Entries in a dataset
********************

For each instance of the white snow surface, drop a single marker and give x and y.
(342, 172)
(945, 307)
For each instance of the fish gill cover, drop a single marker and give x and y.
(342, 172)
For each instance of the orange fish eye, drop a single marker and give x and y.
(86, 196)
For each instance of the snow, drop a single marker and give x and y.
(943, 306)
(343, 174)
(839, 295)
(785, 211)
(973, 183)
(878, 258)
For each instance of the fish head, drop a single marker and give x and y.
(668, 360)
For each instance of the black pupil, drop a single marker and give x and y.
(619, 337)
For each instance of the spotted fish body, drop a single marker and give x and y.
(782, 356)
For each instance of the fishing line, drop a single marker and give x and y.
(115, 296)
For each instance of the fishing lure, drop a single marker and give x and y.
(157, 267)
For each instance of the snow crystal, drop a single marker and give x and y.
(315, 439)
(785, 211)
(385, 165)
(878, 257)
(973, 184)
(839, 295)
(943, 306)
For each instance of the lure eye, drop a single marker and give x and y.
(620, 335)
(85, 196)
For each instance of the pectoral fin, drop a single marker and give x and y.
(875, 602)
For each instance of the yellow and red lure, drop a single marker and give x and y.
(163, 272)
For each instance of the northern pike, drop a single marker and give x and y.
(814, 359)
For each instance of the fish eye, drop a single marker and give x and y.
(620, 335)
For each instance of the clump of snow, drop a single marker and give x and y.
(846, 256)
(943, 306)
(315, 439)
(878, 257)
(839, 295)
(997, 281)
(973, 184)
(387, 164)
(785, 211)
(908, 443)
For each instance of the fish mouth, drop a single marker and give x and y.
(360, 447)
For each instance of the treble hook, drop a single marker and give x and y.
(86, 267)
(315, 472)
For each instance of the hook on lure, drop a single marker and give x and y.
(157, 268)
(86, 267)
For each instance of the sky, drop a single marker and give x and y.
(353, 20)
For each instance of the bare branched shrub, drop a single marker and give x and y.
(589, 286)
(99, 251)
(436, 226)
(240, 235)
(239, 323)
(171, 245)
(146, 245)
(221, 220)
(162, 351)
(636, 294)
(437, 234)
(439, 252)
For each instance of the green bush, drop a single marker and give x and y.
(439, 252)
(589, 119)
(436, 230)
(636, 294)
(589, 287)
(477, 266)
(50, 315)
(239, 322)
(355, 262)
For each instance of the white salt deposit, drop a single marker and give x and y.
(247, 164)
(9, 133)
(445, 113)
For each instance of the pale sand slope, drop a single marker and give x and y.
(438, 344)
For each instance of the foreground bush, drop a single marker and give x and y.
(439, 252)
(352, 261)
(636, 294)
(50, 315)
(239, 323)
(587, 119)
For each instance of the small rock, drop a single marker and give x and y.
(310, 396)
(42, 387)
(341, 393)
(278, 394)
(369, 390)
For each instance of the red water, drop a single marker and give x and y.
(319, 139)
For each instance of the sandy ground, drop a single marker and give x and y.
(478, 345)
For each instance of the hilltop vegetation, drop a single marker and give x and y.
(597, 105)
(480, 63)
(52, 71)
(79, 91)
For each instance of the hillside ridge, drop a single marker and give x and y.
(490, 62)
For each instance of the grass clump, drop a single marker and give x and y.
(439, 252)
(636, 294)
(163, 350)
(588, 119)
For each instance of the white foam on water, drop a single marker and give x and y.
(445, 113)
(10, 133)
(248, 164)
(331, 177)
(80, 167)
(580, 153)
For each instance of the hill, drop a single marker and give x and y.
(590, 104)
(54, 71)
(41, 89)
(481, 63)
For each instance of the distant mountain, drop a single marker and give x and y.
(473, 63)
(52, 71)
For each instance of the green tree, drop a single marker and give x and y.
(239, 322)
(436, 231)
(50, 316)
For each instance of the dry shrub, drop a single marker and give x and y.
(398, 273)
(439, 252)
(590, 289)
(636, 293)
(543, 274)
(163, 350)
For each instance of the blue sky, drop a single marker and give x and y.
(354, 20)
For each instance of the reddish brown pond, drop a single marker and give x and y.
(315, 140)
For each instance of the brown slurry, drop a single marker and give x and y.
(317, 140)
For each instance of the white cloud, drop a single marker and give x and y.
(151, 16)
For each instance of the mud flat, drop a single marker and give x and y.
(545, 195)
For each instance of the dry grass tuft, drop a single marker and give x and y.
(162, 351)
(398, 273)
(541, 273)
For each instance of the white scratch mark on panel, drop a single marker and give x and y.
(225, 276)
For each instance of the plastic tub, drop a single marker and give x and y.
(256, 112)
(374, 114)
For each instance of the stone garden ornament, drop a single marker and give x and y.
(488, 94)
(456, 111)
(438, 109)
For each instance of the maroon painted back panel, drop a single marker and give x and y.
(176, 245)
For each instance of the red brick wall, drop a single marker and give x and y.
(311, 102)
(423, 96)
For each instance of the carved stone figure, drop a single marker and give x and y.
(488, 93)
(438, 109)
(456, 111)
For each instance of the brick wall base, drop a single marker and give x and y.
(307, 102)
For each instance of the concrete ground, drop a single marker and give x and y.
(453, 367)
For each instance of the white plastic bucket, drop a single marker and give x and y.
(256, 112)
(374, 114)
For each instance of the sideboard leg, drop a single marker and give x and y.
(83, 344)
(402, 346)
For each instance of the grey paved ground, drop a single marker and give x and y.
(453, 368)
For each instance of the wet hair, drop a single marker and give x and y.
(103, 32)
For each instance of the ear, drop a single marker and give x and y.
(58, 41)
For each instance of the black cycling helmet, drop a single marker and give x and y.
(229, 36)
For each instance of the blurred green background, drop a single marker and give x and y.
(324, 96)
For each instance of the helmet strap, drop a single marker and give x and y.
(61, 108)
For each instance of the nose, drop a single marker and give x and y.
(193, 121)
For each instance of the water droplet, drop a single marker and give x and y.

********************

#### Task prompt:
Starting at the line that contains "For each instance of the helmet" and ending with the last line of the entries, write those lines out again with the requests included. Offset every x and y coordinate in the answers by adding 35.

#### The response:
For each instance of the helmet strap, drop a single marker and give x and y.
(96, 143)
For each instance of the nose, drop a single marker and give x and y.
(228, 156)
For each instance of the water droplet, drop a single marker and give x and y.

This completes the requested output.